Exercise goal
Except for the pictures, write out all the records that follow exactly.

[Data provided Boundary: Start]

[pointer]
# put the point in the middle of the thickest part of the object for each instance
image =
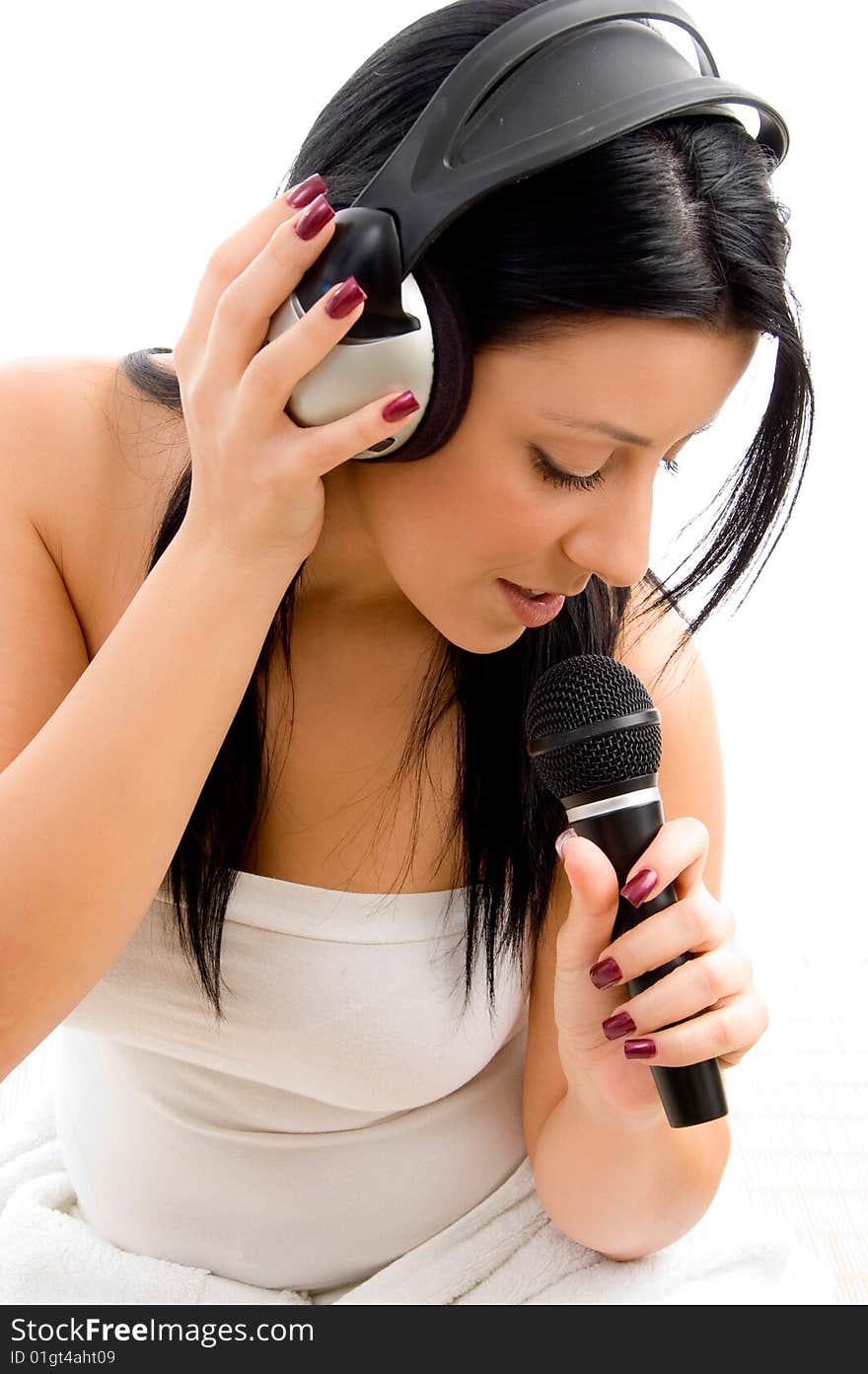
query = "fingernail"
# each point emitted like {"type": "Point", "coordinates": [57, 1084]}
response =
{"type": "Point", "coordinates": [618, 1025]}
{"type": "Point", "coordinates": [639, 1049]}
{"type": "Point", "coordinates": [402, 404]}
{"type": "Point", "coordinates": [345, 298]}
{"type": "Point", "coordinates": [315, 217]}
{"type": "Point", "coordinates": [307, 191]}
{"type": "Point", "coordinates": [605, 973]}
{"type": "Point", "coordinates": [637, 888]}
{"type": "Point", "coordinates": [562, 838]}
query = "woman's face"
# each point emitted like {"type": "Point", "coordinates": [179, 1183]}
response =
{"type": "Point", "coordinates": [427, 542]}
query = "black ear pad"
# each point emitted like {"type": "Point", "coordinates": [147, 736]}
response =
{"type": "Point", "coordinates": [454, 362]}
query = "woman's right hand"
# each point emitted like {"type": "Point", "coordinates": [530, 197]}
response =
{"type": "Point", "coordinates": [255, 482]}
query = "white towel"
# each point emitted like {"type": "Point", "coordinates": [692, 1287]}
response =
{"type": "Point", "coordinates": [506, 1251]}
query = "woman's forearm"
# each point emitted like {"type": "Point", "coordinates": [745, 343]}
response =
{"type": "Point", "coordinates": [626, 1193]}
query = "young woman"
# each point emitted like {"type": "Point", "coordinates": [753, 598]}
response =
{"type": "Point", "coordinates": [300, 1042]}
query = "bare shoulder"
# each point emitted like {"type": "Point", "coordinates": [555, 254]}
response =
{"type": "Point", "coordinates": [88, 459]}
{"type": "Point", "coordinates": [70, 427]}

[Data provided Boundary: End]

Answer space
[pointer]
# put the point in the middle of the thickest part of the object for each instance
image =
query = "fingernail"
# each point emitted like {"type": "Point", "coordinates": [57, 1084]}
response =
{"type": "Point", "coordinates": [618, 1025]}
{"type": "Point", "coordinates": [639, 1049]}
{"type": "Point", "coordinates": [402, 404]}
{"type": "Point", "coordinates": [345, 298]}
{"type": "Point", "coordinates": [315, 217]}
{"type": "Point", "coordinates": [307, 191]}
{"type": "Point", "coordinates": [605, 973]}
{"type": "Point", "coordinates": [637, 888]}
{"type": "Point", "coordinates": [562, 838]}
query = "woman's face"
# each point emitted like {"type": "Point", "coordinates": [179, 1183]}
response =
{"type": "Point", "coordinates": [427, 542]}
query = "black ear pad"
# each point emitted like {"type": "Point", "coordinates": [147, 736]}
response =
{"type": "Point", "coordinates": [454, 362]}
query = "woman's right hand"
# each point emitted like {"type": "Point", "coordinates": [530, 197]}
response =
{"type": "Point", "coordinates": [255, 482]}
query = "white towel"
# each point emitted like {"type": "Point", "coordinates": [692, 1287]}
response =
{"type": "Point", "coordinates": [506, 1251]}
query = "woman's forearm"
# each point emitted like {"type": "Point", "coordinates": [745, 343]}
response =
{"type": "Point", "coordinates": [626, 1193]}
query = "young woman"
# each point emitted like {"type": "Point", "coordinates": [753, 598]}
response =
{"type": "Point", "coordinates": [300, 1042]}
query = "bare shoulder"
# each point emitted like {"type": "Point", "coordinates": [555, 254]}
response =
{"type": "Point", "coordinates": [88, 459]}
{"type": "Point", "coordinates": [70, 427]}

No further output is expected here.